Reproduce each of the rows below verbatim, keeping every line unchanged and in its original order.

=== Extracted material ===

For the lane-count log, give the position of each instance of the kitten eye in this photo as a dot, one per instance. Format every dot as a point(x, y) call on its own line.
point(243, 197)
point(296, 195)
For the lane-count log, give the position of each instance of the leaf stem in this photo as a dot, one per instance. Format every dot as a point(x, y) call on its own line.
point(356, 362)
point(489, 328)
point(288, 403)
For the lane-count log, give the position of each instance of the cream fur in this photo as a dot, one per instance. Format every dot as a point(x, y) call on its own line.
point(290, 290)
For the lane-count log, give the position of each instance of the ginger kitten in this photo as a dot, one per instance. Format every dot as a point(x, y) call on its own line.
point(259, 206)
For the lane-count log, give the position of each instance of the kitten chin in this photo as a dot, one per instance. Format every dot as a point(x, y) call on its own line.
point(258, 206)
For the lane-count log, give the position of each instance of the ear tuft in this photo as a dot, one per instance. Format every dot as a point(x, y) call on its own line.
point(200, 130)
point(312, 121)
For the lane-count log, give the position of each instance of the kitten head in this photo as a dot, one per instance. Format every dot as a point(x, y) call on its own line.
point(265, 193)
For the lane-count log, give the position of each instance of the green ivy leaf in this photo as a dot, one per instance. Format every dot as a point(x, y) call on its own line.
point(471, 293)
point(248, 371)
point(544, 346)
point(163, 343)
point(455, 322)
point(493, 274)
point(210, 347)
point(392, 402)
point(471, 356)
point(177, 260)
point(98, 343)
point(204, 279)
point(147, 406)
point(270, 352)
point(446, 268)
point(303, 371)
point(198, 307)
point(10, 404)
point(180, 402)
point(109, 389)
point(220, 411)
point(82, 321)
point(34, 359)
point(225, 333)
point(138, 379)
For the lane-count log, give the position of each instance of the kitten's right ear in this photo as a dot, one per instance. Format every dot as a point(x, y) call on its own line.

===

Correct output:
For the lane-count log, give the position of each instance of the kitten eye in this photo as a dot, one per instance. Format every dot as a point(x, y) call on its own line.
point(243, 197)
point(296, 195)
For the lane-count log, give the position of each instance of the leaf stem in this photo as a dot, one per instance. Format every dot as a point(x, y) call on its own line.
point(356, 362)
point(489, 328)
point(288, 403)
For the lane-count log, give the position of each instance of the cream fur in this photo as a dot, one per instance. Format every dot as a point(x, y) call on its own line.
point(290, 290)
For the lane-count log, give the position of each instance of the ginger kitten in this photo as a dot, one per instance. Format every dot as a point(x, y) call on its own line.
point(259, 206)
For the lane-count log, give the position of each instance of the kitten chin in this photo as a dot, one per instance. Format every dot as a point(x, y) call on its own line.
point(258, 206)
For the lane-count log, give the position of each instance of the ear tuft in this photo as a dot, one per instance. Format every dot as a point(x, y) call on its own line.
point(200, 130)
point(312, 121)
For the lane-count log, give the position of each instance of the kitten head in this photo as a dot, one per instance. Format every dot as a point(x, y) call on its own line.
point(265, 193)
For the lane-count log, give the position of each instance of the green ivy leaf in this photo as a dot, one per instance. Format every dot as a point(x, y) call on its own line.
point(471, 293)
point(248, 371)
point(544, 346)
point(163, 343)
point(455, 322)
point(493, 274)
point(210, 347)
point(392, 402)
point(471, 356)
point(177, 260)
point(98, 343)
point(204, 279)
point(147, 406)
point(270, 352)
point(446, 268)
point(303, 371)
point(198, 307)
point(10, 404)
point(180, 402)
point(109, 389)
point(220, 411)
point(82, 321)
point(34, 359)
point(225, 333)
point(138, 379)
For the lane-count log, give the position of each instance of the kitten's right ear in this photo as a dot, one per instance. Format every dot as a point(x, y) call on its own line.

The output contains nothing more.